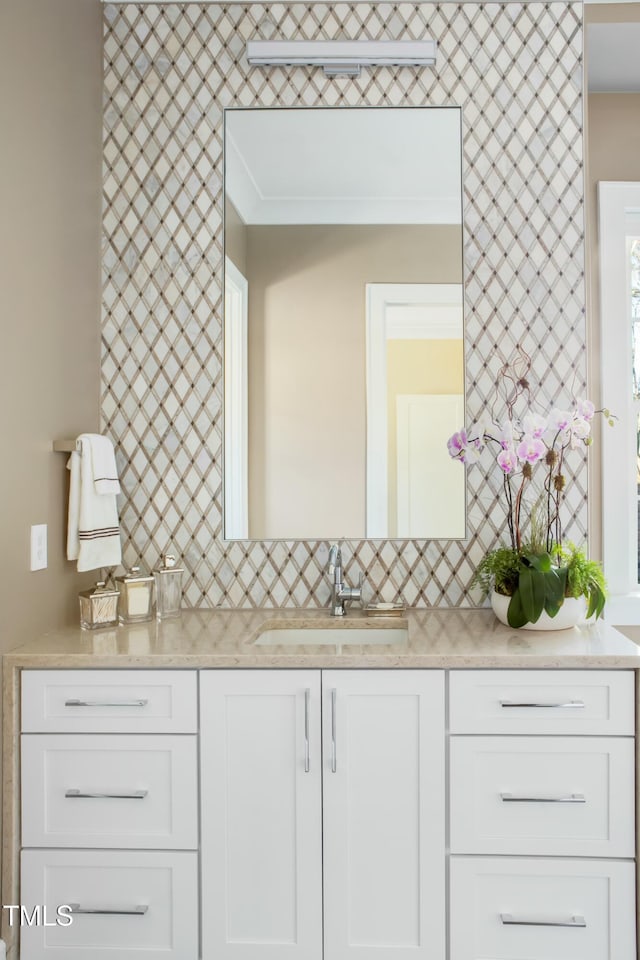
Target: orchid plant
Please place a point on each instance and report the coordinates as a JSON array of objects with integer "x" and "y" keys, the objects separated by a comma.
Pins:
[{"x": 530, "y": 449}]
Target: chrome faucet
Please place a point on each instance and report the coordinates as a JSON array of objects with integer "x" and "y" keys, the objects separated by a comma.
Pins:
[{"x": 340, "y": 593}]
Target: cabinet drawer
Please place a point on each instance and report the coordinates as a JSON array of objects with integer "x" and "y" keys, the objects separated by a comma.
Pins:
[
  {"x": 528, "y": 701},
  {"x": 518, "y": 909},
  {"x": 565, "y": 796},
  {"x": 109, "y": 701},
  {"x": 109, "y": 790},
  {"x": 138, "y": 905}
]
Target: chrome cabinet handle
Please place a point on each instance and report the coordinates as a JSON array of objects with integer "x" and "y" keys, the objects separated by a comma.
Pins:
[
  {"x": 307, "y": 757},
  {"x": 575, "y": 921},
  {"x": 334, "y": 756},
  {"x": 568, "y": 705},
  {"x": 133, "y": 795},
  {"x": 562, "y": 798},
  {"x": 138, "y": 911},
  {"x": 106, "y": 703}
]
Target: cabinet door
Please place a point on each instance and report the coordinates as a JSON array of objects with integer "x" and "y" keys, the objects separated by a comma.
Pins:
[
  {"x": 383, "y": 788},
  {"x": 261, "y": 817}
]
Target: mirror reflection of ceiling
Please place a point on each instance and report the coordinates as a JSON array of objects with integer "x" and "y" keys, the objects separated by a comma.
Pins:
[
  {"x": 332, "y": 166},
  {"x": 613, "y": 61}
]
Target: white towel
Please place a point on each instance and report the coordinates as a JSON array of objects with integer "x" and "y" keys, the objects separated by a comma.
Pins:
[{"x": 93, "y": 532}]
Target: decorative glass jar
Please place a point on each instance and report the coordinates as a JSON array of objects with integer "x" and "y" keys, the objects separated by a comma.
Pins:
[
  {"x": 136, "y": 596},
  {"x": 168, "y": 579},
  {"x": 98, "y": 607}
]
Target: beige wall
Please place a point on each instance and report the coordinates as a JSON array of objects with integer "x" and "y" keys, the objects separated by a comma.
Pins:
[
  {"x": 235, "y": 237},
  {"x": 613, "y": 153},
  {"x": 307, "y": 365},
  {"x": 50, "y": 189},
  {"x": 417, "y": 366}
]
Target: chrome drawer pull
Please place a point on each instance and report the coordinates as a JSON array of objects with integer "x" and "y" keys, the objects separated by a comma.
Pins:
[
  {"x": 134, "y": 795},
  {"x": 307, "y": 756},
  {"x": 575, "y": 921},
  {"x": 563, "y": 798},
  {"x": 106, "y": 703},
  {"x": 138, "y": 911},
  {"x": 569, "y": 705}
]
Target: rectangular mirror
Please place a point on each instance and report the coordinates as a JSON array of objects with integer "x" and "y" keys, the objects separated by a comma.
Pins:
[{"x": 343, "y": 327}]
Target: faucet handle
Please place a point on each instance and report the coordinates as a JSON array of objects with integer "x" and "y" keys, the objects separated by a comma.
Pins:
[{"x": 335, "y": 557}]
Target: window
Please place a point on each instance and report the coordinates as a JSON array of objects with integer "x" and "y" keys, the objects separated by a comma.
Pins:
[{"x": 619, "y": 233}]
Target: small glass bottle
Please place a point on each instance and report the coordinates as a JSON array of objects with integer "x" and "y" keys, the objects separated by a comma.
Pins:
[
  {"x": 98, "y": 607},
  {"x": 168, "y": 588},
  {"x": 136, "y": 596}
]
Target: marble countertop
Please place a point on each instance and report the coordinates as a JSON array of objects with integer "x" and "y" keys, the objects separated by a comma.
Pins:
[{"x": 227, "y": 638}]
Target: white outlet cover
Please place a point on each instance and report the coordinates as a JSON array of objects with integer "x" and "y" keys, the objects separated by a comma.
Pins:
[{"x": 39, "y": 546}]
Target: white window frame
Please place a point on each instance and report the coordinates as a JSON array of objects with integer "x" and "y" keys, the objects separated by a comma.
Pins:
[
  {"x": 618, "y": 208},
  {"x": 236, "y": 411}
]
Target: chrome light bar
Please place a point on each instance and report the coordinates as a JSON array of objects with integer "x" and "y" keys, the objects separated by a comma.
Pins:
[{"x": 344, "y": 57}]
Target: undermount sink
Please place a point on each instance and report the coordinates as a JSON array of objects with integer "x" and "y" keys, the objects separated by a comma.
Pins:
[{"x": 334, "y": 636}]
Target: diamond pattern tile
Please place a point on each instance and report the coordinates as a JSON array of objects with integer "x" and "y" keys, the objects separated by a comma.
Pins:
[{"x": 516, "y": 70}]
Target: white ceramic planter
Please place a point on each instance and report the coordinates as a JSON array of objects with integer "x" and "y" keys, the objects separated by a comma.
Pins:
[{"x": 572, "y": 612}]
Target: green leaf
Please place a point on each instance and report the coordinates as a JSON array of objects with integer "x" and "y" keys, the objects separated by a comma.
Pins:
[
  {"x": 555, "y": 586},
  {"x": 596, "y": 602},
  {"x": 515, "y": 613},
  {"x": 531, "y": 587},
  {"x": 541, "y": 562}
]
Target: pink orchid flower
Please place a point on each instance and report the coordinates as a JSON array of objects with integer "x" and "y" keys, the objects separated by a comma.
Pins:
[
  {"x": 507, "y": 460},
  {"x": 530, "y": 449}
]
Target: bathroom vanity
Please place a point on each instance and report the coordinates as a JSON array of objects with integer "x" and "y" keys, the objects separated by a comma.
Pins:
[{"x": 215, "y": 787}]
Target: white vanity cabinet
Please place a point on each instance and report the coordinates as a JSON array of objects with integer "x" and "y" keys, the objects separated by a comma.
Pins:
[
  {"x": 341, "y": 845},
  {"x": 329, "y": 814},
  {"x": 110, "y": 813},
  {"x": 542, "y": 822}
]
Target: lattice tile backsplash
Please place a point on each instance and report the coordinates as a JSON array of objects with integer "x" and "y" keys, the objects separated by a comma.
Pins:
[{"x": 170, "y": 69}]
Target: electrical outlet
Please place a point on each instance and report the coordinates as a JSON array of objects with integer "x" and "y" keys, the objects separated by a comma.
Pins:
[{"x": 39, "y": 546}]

——

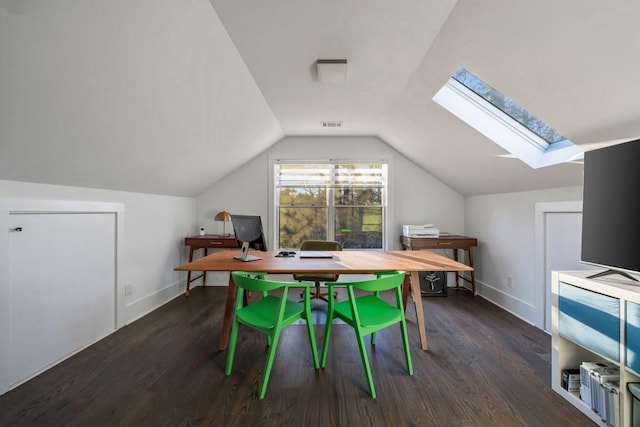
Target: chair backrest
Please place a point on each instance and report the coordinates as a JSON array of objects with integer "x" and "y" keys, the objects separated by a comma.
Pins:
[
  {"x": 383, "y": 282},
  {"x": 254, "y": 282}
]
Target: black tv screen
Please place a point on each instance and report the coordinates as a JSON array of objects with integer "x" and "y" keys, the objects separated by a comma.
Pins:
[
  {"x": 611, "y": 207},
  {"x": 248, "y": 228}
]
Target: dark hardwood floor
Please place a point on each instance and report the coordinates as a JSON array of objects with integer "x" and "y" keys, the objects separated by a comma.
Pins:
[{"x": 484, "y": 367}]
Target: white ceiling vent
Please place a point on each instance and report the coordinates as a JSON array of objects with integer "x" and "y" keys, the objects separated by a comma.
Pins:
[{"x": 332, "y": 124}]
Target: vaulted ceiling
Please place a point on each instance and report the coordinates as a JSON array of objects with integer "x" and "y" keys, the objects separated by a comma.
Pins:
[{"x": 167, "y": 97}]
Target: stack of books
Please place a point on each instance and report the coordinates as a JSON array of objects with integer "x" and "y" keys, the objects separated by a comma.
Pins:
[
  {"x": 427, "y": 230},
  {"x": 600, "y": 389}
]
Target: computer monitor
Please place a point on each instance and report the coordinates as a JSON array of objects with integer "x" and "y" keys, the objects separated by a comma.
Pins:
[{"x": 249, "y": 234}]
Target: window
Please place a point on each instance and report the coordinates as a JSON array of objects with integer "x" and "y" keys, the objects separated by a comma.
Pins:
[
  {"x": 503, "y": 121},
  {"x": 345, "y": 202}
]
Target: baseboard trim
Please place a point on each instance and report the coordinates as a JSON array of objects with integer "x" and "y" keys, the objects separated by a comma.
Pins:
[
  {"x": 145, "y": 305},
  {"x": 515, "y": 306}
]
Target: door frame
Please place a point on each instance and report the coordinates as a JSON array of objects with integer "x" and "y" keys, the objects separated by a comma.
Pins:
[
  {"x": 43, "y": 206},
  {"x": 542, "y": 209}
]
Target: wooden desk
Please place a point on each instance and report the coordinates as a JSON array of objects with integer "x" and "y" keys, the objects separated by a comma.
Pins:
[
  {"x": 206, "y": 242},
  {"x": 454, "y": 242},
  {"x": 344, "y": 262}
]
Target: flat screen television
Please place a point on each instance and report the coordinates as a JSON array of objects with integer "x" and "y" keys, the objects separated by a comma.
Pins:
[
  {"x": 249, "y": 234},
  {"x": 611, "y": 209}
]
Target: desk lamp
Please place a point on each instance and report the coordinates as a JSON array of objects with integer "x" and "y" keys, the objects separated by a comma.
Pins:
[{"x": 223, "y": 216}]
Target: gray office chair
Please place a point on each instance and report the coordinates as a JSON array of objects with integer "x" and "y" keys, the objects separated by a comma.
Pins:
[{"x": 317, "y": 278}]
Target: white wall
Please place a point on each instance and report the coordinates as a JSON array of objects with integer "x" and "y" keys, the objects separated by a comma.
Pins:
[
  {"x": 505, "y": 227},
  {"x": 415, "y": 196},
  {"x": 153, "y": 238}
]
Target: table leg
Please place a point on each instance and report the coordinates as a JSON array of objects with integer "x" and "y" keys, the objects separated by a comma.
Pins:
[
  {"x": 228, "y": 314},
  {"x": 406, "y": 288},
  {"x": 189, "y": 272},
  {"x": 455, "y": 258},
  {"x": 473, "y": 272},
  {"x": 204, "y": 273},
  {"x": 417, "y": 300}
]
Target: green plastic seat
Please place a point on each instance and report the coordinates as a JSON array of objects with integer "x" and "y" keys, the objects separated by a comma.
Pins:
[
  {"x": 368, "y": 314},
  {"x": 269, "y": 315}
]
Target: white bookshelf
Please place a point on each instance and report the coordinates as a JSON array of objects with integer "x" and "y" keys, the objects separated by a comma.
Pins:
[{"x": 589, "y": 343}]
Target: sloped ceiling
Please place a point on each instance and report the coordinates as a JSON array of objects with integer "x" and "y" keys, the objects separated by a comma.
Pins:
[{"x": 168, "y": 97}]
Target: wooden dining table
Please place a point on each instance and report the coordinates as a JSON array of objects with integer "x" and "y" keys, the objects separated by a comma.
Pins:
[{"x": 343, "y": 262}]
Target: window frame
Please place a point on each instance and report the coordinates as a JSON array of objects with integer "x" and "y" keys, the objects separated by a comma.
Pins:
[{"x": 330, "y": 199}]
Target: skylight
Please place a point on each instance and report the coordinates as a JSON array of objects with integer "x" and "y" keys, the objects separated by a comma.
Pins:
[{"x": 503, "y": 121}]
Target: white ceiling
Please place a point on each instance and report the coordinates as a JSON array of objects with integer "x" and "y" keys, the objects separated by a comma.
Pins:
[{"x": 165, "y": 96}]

——

Your objective ::
Show all lines above holding the word "tile".

Reply to the task ::
Target: diamond pattern tile
Target: lattice tile backsplash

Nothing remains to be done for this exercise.